Records contained in a dataset
+ + + +
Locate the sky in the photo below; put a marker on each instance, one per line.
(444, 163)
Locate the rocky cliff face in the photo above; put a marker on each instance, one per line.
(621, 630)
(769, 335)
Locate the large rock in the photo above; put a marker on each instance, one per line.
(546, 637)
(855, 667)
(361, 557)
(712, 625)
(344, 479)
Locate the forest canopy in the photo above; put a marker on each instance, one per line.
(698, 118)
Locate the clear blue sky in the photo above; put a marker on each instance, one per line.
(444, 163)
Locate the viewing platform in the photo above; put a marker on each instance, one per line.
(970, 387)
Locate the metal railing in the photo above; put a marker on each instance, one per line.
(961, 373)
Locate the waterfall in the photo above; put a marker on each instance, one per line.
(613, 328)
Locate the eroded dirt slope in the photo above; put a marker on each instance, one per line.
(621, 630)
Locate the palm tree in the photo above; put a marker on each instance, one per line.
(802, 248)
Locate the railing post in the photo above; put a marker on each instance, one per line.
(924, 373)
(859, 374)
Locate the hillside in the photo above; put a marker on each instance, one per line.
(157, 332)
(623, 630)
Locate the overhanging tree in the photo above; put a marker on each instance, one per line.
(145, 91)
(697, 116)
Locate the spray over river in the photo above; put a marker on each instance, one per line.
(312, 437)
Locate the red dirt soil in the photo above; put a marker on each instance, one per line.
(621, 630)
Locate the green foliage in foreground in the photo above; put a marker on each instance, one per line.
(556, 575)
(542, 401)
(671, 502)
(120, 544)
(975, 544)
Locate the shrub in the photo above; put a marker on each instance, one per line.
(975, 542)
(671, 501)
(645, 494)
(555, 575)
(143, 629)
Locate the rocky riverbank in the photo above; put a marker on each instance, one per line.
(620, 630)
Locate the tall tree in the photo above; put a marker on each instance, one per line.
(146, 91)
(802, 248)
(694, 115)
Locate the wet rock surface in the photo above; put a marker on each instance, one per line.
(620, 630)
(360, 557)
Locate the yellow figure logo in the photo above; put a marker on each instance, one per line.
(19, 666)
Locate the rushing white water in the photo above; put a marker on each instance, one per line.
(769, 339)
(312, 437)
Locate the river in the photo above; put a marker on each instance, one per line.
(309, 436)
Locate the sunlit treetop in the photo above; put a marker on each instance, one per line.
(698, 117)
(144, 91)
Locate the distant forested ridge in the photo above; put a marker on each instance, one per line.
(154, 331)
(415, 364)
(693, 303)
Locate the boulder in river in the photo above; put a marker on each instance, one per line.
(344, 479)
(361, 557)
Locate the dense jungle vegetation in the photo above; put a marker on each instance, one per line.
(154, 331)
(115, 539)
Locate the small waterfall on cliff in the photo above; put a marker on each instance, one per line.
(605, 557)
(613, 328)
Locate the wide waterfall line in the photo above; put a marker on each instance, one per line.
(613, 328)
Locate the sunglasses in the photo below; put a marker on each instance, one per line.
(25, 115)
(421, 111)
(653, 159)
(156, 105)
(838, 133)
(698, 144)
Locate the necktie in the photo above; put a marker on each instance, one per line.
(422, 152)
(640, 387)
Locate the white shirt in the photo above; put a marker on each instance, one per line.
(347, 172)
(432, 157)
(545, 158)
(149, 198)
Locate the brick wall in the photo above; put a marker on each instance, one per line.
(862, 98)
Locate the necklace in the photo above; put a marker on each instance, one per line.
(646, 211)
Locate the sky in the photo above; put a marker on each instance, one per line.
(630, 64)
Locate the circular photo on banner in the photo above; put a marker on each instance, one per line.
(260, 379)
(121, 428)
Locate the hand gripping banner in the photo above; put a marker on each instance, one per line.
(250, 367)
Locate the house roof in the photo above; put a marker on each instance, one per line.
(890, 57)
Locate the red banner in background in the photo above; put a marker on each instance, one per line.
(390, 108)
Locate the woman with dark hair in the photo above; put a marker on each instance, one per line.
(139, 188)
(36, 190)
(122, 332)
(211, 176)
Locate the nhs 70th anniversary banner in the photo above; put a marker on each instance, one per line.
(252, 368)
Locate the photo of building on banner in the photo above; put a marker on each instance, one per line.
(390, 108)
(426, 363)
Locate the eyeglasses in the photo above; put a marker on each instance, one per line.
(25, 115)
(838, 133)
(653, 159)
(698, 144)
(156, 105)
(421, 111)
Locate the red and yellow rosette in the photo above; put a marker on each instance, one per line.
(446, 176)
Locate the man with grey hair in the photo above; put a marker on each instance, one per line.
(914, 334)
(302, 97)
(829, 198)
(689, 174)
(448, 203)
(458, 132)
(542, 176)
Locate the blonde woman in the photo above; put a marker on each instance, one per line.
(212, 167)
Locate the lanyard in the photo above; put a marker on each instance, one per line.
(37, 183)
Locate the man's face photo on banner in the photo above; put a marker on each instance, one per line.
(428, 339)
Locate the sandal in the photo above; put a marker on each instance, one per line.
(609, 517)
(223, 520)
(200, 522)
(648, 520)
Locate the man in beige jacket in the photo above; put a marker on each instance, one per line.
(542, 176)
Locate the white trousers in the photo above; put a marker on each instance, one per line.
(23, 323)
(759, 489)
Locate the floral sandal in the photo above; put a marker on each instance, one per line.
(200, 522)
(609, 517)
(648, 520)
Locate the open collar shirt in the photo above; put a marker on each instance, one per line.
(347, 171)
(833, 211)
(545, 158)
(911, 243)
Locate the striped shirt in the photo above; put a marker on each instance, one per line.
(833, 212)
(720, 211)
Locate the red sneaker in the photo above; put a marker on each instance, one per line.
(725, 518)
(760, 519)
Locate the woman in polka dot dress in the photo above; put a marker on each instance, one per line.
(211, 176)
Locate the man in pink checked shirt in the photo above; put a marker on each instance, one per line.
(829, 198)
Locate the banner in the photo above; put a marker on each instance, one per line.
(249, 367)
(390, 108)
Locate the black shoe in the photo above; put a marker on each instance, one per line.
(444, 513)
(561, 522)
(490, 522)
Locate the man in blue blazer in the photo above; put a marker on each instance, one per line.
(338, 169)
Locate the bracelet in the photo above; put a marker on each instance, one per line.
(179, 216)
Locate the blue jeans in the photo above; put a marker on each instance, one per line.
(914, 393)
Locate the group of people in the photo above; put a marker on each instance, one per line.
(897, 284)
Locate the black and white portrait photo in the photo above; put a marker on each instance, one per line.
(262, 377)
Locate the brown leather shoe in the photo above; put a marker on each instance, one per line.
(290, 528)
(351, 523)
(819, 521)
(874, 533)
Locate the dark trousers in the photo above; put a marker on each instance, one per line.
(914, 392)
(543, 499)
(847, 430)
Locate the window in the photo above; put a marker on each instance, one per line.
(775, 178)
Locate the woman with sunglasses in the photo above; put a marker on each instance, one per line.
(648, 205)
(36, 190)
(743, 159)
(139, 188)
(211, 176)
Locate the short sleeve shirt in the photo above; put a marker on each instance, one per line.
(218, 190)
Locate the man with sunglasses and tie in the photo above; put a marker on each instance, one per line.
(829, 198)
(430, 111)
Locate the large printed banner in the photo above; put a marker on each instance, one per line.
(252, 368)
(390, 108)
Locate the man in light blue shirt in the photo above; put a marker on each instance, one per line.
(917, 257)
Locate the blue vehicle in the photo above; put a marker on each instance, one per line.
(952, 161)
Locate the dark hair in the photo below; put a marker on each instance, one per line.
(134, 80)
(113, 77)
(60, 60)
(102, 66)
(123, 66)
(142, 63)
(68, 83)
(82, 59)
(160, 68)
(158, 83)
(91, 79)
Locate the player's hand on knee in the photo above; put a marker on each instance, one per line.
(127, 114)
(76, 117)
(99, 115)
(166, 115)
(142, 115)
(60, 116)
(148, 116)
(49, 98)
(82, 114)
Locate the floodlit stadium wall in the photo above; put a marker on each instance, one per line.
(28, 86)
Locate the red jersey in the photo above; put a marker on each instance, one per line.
+ + + +
Beginning with the line that contains "Locate the woman with sunglasses", repeat every line through the end of the records and nothing more.

• [FULL OUTPUT]:
Locate the woman with sunglasses in the photo above; put a marker on each instance, one per line.
(648, 205)
(36, 190)
(743, 159)
(139, 188)
(211, 176)
Locate the short sleeve shirt in the photo above; put a marker on each instance, one per line.
(218, 190)
Locate the man with sunglasses and tie in the photo above; put a marker on each instance, one per line.
(829, 198)
(430, 111)
Locate the large printed banner in the photo above; put a marker on each instance, one per line.
(252, 368)
(390, 108)
Locate the man in light blue shirt in the photo above; put a marker on each instance, one per line.
(917, 257)
Locate the blue vehicle in the photo above; put a marker on each instance, one per line.
(952, 161)
Locate the dark hair in the photo below; put a marker on each instance, one per line.
(134, 80)
(113, 77)
(60, 60)
(102, 66)
(123, 66)
(142, 63)
(68, 83)
(82, 59)
(160, 68)
(158, 83)
(91, 79)
Locate the player's hand on knee in the photo above; put a marker on each instance, one per line.
(127, 114)
(76, 117)
(99, 115)
(166, 115)
(142, 115)
(60, 116)
(148, 116)
(49, 98)
(82, 114)
Locate the floodlit stadium wall in the photo above; put a marker on each instance, one per line.
(28, 86)
Locate the red jersey in the photo above; put a marker on each instance, one per line.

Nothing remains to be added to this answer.